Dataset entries

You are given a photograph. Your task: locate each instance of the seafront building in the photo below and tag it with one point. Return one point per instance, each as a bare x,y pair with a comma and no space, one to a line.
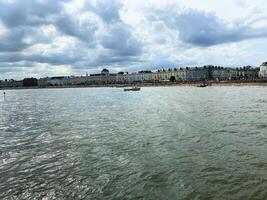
187,74
263,70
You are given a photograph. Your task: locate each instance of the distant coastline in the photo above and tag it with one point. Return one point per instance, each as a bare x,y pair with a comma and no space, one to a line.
169,84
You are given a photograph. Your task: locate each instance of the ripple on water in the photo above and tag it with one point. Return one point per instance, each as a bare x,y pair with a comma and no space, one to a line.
160,143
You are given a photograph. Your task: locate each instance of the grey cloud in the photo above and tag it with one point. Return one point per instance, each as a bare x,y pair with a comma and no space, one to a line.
81,29
12,40
108,11
28,12
206,29
121,41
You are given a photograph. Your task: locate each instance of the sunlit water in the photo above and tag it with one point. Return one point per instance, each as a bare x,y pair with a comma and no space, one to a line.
159,143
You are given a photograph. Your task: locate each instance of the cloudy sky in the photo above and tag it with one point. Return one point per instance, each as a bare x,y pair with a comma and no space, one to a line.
62,37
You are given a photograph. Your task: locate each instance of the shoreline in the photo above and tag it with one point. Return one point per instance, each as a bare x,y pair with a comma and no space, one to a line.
192,84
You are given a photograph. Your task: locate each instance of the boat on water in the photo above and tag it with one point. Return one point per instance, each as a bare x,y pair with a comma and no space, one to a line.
132,89
202,85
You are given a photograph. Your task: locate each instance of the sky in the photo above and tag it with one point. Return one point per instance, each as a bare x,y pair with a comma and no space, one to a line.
40,38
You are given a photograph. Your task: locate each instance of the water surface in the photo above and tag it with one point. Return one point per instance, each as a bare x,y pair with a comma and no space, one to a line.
159,143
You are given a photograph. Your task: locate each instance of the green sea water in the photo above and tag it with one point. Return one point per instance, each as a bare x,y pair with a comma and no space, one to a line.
158,143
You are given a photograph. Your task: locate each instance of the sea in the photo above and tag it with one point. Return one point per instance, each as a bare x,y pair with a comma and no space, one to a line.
157,143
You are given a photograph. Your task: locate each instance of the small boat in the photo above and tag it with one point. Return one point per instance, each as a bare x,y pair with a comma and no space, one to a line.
132,89
202,85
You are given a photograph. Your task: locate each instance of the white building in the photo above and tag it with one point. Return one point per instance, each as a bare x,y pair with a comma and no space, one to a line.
263,70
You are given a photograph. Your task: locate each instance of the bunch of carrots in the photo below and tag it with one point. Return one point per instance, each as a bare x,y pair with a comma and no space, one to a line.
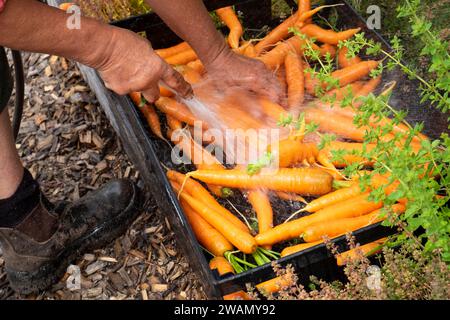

→ TASK GOAL
Give the records back exactly, with no pictures.

→ WRITTEN ANSWER
You are given a photograph. Your task: locate each instance of the seafront building in the photo below and tag it with one point. Return one point per instance, each as a bare x,y pair with a comma and no space, one to a line.
187,74
263,70
You are given a photograph. Your task: locate each instance of the distant coastline in the photo above and tag it with one point. Return one point per instance, each as a bare x,y pair with a comma and no space, one to a line.
169,84
You are given a photograph. Your task: locate each instance of the ripple on water in the photo above and tag it with one point. Return one point per instance, each as a bare x,y pair with a comma and no space, one to a line.
160,143
You are given a photograph. Your task: locate each instance of the grey cloud in the photo above and tag it with one point. Return one point per instance, each as a bare x,y pair with a comma and no space, one to a line.
81,29
12,40
108,11
28,12
206,29
121,41
You are given a photograph. Your task: locate each instance of the sunlit water in the photo above and tag it with one point. Return one point per instance, each as a bare x,y pair with a comma and no space, one to a line.
159,143
You are given a photograph. Your task: locate each instance of the cloudy sky in the photo above and tag it with one point. Return one point per instance, each as a bare x,y pair with a comma and no space, one to a line.
62,37
You are given a photograph. Your task: locate each instance of the shoreline in the photo above and tag it with one point. Return one point per instance, each as a bare x,y pair with a comma and no space, one to a line.
192,84
You are given a photograph. Your task: locate each instance of the boat on water in the photo above and tag it with one point. Return one point per instance, each as a bare x,y pair with a comma and no space, one to a line.
132,89
202,85
You are given a photograph. Your task: locate each instance of the sky in the photo above and tag it with one point. Return one point per instance, each as a bare x,y pair with a comma and no space, one to a line.
40,38
You are given a photograph. Your task: locate each instance of the water surface in the photo above and tag it with one point. Return one point per instance, each as a bare x,y pair with a comma and no space, one to a line.
159,143
You are given a photograph. Your task: locate each instance of the green sea water in the photo above and tag it with one point. Return one point per instance, each as a bare x,y pair with a comma and no space, one to a line.
158,143
You are given a photograph. Your task: locate each instance of the sea in the photo above and tag it with one point. Return one point per instance, each as a bare x,y pair with a comma and no space, one to a line.
157,143
You are given a photograph. Your task: locate each instance of the small boat in the photo above and tag it with one point. Return one point per instance, each as a bare x,y pair with a comma and no space, one to a line.
132,89
202,85
You are given a photograph. Your task: locate each instance of the white building in the photo above and tag it with one point. Return one point per instance, each as a bare x,y pair with a comma and no space, one to a line.
263,70
You are given a photograph. Your task: locate each instance of the bunch of carrots in the photo below and tag it with one point. Return one point per instance, each as a bare x,y pair with a comma and no space, one to a line.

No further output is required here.